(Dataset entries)
◇ ◇ ◇
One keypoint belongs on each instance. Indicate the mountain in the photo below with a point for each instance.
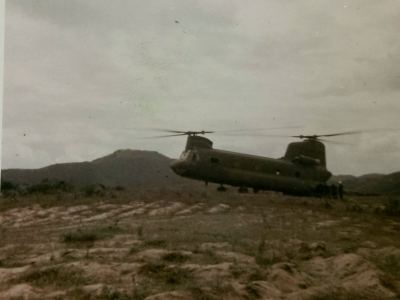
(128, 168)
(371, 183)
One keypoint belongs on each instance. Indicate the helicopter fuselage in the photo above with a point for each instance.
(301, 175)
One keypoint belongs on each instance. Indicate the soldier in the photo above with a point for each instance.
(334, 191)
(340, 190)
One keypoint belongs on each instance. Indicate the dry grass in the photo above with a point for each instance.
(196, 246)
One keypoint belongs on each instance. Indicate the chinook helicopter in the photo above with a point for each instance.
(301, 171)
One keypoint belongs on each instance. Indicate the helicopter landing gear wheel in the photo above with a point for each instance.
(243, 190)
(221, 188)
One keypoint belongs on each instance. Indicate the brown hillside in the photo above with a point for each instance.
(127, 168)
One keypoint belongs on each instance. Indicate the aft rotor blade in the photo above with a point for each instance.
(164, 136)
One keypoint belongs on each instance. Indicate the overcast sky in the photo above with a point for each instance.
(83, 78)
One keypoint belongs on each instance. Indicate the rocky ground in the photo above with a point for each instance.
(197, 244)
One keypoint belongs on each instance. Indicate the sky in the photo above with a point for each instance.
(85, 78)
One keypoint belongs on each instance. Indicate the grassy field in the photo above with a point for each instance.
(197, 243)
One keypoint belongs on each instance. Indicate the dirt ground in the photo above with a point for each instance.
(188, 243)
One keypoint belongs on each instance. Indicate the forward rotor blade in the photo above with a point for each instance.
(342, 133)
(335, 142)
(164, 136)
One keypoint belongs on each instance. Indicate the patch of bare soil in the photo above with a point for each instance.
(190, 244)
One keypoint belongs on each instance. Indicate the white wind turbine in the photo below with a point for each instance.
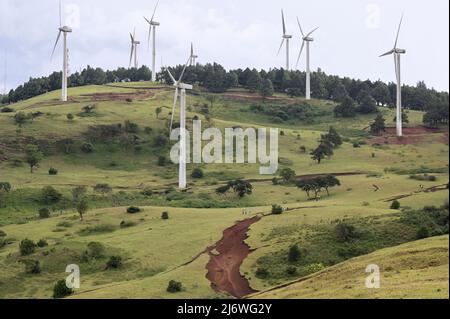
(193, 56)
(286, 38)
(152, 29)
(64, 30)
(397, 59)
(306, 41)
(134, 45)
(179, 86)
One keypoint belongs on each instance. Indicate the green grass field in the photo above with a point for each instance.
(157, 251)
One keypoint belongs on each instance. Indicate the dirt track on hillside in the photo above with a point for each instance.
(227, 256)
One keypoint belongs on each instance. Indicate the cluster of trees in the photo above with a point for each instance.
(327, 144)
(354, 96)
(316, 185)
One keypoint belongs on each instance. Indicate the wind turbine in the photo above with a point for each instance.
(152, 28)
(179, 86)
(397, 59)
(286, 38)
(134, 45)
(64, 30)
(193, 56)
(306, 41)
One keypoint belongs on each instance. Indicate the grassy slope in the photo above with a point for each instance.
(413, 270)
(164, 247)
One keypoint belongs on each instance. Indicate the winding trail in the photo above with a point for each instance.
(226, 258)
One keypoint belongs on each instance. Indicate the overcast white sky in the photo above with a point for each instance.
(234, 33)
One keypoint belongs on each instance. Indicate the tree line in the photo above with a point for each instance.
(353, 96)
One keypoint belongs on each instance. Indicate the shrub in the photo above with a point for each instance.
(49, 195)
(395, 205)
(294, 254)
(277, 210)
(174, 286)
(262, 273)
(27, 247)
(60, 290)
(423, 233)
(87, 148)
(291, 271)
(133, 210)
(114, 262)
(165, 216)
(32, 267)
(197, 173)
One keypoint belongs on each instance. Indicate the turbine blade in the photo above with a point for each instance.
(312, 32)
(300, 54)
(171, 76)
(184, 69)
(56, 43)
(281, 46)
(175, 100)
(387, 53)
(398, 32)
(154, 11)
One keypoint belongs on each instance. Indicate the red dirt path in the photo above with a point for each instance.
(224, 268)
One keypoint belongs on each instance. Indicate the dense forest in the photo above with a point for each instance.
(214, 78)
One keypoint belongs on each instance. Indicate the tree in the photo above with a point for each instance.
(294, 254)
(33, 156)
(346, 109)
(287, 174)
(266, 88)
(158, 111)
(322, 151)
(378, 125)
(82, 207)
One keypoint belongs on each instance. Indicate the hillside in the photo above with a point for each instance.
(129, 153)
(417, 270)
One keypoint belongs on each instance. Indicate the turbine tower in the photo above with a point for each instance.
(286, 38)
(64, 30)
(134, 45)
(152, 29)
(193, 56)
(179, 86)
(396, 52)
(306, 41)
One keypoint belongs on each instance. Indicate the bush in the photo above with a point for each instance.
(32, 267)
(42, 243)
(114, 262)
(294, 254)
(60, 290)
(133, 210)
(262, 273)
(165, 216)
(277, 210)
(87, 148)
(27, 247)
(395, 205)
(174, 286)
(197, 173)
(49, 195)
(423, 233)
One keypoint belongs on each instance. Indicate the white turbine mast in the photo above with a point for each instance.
◇ ◇ ◇
Leave out the pictures, then copy all the remaining text in the records exactly.

REPLY:
One keypoint belongs on each instance. Indicate the mountain in the photo below with a point for each instance.
(128, 168)
(371, 183)
One keypoint belongs on each instance. Indicate the helicopter fuselage in the photo above with a point for each instance.
(301, 175)
One keypoint belongs on each instance. Indicate the soldier in the photo above with a point for each instance.
(334, 191)
(340, 190)
One keypoint belongs on each instance. Indicate the dry grass in the photo above with a point for each instance.
(196, 246)
One keypoint belongs on each instance. Indicate the chinook helicopter in the photo above with a point for each instance.
(301, 171)
One keypoint belongs on each instance. Indicate the helicopter landing gear wheel in the photo above with a point for each instance.
(243, 190)
(221, 188)
One keypoint belongs on each instance. Indicate the brown hillside in the photo above with a point for each instance.
(127, 168)
One keypoint belongs on each instance. Indicate the aft rotor blade in the photo above with a point for each instance.
(164, 136)
One keypoint belongs on each instance. Indicate the overcast sky in the photo above with a point for each instance.
(83, 78)
One keypoint belongs on each instance. Indicate the rocky ground in the photo above with a point for each instance.
(197, 244)
One keypoint belongs on each instance. Indicate the sky in the photo above with a point for each instance.
(85, 78)
One keypoint belongs on each instance. Indicate the grassy field in the photo above with a point for each instance.
(197, 243)
One keypoint belongs on each instance. Indicate the dirt ground in the photo above with a point for each instance.
(188, 243)
One keypoint belongs on each instance. Indicate the forward rotor blade in the photo above with a point for each instance.
(342, 133)
(335, 142)
(164, 136)
One keypoint belongs on each instance. Indicate the patch of bare soil in the photo above with a point for each instance.
(190, 244)
One keypoint belongs on each instance. Indicate the white wind turbine in the photo below with a point for each instance.
(193, 56)
(286, 38)
(152, 29)
(64, 30)
(397, 59)
(306, 41)
(134, 45)
(179, 86)
One keypoint belongs on each instance. Indicate the green grass field in the photo above with a point for each instance.
(157, 251)
One keypoint belongs on each instance. Indicate the dirt track on hillside in the photo above with a point for each instance.
(227, 256)
One keypoint belongs on each instance. Indicate the cluster of trees in the photo above with a point for each instance.
(327, 144)
(354, 96)
(316, 185)
One keypoint belongs on each instance. Indicate the wind turbine in the photo above with a point for each instance.
(152, 28)
(179, 86)
(397, 59)
(286, 38)
(134, 45)
(64, 30)
(193, 56)
(306, 41)
One keypoint belongs on each instance. Indicate the grassy slope in the photo above with a point for each instance.
(413, 270)
(164, 247)
One keypoint belongs on each instance. Indicate the winding trail in the photo above with a point for each instance.
(226, 258)
One keypoint belongs on each instance. Indicate the overcast white sky in the photo above with a point for each instance.
(234, 33)
One keypoint belongs on each instance. Indicate the tree line in the photo above with a point for each instance.
(353, 96)
One keypoint belongs on each instance. Indicate the shrub in the photo above with a point for each instance.
(49, 195)
(395, 205)
(294, 254)
(277, 210)
(174, 286)
(262, 273)
(27, 247)
(60, 290)
(423, 233)
(87, 148)
(291, 271)
(133, 210)
(114, 262)
(165, 216)
(32, 267)
(197, 173)
One keypoint belongs on each instance. Indicate the turbine blade in the photo above with a point for each instance.
(312, 32)
(300, 54)
(171, 76)
(184, 69)
(56, 43)
(281, 46)
(175, 100)
(387, 53)
(398, 32)
(154, 11)
One keypoint belongs on each instance. Indicate the red dirt path in the photo above with a point for each instance.
(224, 268)
One keypoint belongs on each instance. Indicate the dense forest in the photo above with a point for each instance.
(214, 78)
One keypoint belongs on each instance. Indicate the tree in the photo above with a point for each instance.
(294, 254)
(33, 156)
(346, 109)
(287, 174)
(266, 88)
(158, 111)
(322, 151)
(378, 125)
(82, 207)
One keypoint belongs on each instance. Indicate the hillside in the photo above with a point for each instance.
(129, 153)
(417, 270)
One keypoint belongs on each instance. Indicate the turbine tower in the photo above with a point for each instance.
(286, 38)
(64, 30)
(134, 45)
(152, 29)
(193, 56)
(179, 86)
(396, 52)
(306, 41)
One keypoint belongs on each instance. Indicate the bush in the photo above with a point for each instance.
(32, 267)
(42, 243)
(114, 262)
(294, 254)
(60, 290)
(133, 210)
(262, 273)
(165, 216)
(277, 210)
(87, 148)
(27, 247)
(395, 205)
(174, 286)
(197, 173)
(49, 195)
(423, 233)
One keypoint belongs on each instance. Indicate the white turbine mast in the photo above with a point for each instance.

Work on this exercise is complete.